-------- Passage for review

When Do We Get to the Fun Stuff?
Step 10 Continued to take personal inventory and when we were wrong promptly admitted it.
Is this overkill? Must we go on and on examining our conscience? When do we get to the fun stuff? Often religion has been, or at least is seen as too heavily guilt -based or shame –based. But when Jesus tells us that the kingdom of God is at hand, and furthermore, the kingdom of God is within us… that’s an invitation, a promise, not a guilt trip.
Jesus was once asked when the kingdom of God would come. The kingdom of God, Jesus replied, is not something people will be able to see and point to. Then came these striking words: “Neither shall they say, Look here! or, look there! for, behold, the kingdom of God is within you.” (Luke 17:21) With these words, Jesus gave voice to a teaching that is universal and timeless. Look into every great religious, spiritual, and wisdom tradition, and we find the same precept — that life’s ultimate truth, its ultimate treasure, lies within us.
With the cacophony of voices and values all around us, that truth can be hard to hear. A big gift of my time at Sorrento Centre last June and again in November, was to take part in a process developed in the Quaker tradition called The Clearness Committee – a way to resolve our own issues with the wisdom of community. If the term `Clearness Committee’ sounds like it comes from the 60’s it does – the 1660’s.
The process is that a focus person chooses an issue or life choice they are facing and takes about 15-20 minutes to share that. Then for the next two hours they ask for honest questions. But they must be honest questions – not advice, comparison, fixing, judging, etc. disguised as a question – e.g. “Have you thought of seeing a psychiatrist?” is NOT an honest question! ‘What is the colour or shape of your sorrow’, is an honest question. It’s one the question-giver can’t possible know the answer to.
Behind the Clearness committee is a simple but crucial conviction: each of us has an inner teacher, a voice of truth, that offers the guidance and power we need to deal with our problems. But that inner voice is often garbled by various kinds of inward and outward interference. The function of the Clearness Committee is not to give advice or `fix’ people from the outside in but rather to help people remove the interference so that they can discover their own wisdom from the inside out.”
There is a poem by Denise Levertov that says it beautifully:
A Gift
Just when you seem to yourself
nothing but a flimsy web
of questions, you are given
the questions of others to hold
in the emptiness of your hands,
songbird eggs that can still hatch
if you keep them warm,
butterflies opening and closing themselves,
in your cupped palms, trusting you not to injure
their scintillant fur, their dust.
You are given the questions of others
as if they were answers
to all you ask. Yes, perhaps
this gift is your answer.
This way of listening to God and to your own soul, fits beautifully with step 10, which does not emphasize a moral inventory (that was in step 4), as that can become too self-absorbed and self-critical, but it speaks of a “personal inventory.” In other words, just watch yourself objectively, calmly, and compassionately.

----------------
-------- Entries shown

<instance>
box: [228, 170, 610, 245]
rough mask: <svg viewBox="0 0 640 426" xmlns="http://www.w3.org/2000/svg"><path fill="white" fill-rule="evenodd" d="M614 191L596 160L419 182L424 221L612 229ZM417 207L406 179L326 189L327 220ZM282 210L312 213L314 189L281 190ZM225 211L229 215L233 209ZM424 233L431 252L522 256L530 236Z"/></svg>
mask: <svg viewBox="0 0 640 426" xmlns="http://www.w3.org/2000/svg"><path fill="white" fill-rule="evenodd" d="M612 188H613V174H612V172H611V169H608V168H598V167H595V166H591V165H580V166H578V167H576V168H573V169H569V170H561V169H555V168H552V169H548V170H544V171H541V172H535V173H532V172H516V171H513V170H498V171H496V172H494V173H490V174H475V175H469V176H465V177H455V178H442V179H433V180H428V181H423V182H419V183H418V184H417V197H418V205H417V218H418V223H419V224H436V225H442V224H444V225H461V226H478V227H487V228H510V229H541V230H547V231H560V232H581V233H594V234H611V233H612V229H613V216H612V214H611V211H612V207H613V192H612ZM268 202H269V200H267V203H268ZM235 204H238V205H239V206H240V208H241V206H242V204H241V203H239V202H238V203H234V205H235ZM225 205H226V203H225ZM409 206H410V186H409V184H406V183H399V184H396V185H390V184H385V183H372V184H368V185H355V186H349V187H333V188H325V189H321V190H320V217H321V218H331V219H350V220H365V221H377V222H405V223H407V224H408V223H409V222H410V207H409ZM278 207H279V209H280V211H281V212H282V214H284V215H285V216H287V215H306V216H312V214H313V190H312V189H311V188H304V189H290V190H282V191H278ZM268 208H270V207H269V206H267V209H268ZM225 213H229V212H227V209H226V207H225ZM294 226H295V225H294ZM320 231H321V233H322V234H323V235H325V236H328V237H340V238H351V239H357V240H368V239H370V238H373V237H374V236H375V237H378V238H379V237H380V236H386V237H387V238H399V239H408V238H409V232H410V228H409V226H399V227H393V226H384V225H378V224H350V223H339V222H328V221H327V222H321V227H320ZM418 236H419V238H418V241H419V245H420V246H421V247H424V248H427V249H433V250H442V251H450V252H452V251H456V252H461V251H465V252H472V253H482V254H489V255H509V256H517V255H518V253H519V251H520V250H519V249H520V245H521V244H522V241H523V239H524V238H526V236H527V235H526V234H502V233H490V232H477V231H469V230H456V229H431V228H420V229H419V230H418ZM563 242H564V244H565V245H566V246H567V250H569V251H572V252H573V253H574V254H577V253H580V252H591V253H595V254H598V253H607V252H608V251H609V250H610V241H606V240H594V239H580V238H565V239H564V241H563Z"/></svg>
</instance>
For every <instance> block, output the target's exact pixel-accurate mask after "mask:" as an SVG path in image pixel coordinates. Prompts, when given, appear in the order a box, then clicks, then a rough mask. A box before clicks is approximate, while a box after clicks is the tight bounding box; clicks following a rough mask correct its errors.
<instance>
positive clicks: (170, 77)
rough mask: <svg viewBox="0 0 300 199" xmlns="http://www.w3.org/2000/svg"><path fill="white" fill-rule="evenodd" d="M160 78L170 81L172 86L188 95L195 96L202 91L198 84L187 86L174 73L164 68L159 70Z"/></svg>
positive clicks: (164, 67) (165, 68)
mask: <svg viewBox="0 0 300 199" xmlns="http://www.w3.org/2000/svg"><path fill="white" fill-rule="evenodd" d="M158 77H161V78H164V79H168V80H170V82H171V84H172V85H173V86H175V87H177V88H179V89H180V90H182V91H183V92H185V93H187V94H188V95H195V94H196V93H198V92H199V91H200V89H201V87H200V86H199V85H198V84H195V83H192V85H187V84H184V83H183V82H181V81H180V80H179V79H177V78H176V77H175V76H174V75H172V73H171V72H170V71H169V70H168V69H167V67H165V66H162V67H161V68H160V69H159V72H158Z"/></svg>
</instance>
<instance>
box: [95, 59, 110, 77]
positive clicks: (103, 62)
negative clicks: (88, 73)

----------------

* Required action
In the reflection on Step 10, how long does the focus person take to share their issue at the start of the Clearness Committee process?

* Solution
About 15 to 20 minutes.